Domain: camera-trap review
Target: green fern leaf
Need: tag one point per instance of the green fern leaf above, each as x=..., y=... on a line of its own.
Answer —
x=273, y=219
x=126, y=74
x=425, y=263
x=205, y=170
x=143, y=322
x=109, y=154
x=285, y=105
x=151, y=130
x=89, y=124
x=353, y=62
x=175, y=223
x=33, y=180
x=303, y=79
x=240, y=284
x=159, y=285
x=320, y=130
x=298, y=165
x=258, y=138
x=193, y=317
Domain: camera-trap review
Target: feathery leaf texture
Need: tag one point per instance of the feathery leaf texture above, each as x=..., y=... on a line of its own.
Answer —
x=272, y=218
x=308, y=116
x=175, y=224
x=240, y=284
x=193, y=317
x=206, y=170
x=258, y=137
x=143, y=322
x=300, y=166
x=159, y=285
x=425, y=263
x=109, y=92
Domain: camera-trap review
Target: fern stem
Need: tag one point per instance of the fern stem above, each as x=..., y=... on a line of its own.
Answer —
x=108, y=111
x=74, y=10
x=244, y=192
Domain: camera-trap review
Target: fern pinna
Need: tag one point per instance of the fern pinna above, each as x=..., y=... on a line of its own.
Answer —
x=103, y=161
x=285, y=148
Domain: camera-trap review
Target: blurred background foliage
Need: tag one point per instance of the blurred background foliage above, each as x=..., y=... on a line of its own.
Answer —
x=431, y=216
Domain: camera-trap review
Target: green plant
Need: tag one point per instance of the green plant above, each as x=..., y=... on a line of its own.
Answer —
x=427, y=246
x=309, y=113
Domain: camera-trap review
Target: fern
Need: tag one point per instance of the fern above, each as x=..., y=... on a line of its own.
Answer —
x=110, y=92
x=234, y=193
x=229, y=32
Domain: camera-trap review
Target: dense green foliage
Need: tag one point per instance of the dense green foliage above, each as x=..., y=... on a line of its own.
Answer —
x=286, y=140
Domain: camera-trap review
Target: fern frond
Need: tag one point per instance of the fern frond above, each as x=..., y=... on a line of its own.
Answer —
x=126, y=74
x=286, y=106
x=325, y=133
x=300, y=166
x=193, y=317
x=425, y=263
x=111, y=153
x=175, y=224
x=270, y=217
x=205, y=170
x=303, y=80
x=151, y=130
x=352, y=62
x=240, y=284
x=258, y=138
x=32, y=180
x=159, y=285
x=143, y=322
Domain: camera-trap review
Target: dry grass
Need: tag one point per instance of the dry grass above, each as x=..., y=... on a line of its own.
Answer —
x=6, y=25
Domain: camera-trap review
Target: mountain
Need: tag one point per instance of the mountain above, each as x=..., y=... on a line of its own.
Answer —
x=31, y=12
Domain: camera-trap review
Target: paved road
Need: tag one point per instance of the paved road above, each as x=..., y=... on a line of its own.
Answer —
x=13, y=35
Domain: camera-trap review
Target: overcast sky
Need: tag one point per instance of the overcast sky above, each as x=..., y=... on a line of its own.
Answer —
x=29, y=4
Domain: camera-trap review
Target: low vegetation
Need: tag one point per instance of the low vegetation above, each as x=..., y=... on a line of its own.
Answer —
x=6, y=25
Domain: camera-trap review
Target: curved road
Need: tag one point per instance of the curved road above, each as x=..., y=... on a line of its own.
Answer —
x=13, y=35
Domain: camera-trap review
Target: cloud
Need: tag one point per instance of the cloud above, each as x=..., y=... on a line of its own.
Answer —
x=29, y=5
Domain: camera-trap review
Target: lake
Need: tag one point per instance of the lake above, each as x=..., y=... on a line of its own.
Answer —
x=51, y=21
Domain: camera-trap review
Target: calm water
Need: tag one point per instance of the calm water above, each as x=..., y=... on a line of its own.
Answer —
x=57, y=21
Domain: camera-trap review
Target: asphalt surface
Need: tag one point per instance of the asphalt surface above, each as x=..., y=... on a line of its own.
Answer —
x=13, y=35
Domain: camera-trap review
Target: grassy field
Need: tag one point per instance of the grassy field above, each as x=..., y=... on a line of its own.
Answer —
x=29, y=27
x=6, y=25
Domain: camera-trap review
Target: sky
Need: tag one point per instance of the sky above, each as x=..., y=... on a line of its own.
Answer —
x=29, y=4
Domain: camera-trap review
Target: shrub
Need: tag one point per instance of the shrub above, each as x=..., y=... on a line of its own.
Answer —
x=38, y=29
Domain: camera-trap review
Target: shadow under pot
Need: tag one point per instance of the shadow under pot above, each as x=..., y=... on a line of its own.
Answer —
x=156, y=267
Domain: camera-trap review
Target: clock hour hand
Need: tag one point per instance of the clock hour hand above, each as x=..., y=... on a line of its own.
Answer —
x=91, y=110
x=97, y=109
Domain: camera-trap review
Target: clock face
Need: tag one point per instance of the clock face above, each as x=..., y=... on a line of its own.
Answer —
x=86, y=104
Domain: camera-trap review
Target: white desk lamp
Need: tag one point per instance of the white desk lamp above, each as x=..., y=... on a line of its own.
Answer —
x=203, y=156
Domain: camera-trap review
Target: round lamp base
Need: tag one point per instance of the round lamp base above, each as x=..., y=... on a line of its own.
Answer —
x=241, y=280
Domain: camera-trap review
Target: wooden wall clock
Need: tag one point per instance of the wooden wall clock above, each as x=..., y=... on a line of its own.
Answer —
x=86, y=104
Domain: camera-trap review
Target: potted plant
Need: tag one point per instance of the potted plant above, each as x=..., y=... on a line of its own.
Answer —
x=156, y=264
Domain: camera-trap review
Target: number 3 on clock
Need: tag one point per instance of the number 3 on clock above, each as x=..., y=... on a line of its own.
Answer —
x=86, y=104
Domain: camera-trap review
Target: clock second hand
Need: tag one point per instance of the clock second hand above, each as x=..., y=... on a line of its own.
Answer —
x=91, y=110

━━━━━━━━━━━━━━━━

• Directions for this task
Beginning with the line holding "Need: tag one point per instance of the shadow" and ending with the line holding "Target: potted plant", write out the stretch of material above exactly; add no further lines.

• Exercise solution
Need: tag one point per instance of the shadow under pot above, each as x=..., y=... on a line of its own.
Answer —
x=156, y=267
Domain: camera-trap review
Target: clock hour hand
Need: tag one point per instance of the clock hour hand above, each as x=..., y=... on a line of its own.
Answer —
x=91, y=110
x=97, y=109
Domain: camera-trap review
Target: clock face
Need: tag one point per instance of the clock face above, each as x=..., y=... on a line of its own.
Answer —
x=86, y=104
Domain: camera-trap review
Target: white desk lamp
Need: tag one point per instance of the white desk lamp above, each as x=..., y=... on a line of its own.
Answer —
x=203, y=156
Domain: camera-trap review
Target: round lamp base
Need: tag one point per instance of the round lamp base above, each as x=..., y=... on a line of its own.
Answer —
x=241, y=280
Domain: camera-trap review
Target: wooden wall clock
Need: tag one point per instance of the wooden wall clock above, each as x=..., y=... on a line of its own.
Answer —
x=86, y=104
Domain: camera-trap review
Target: potted plant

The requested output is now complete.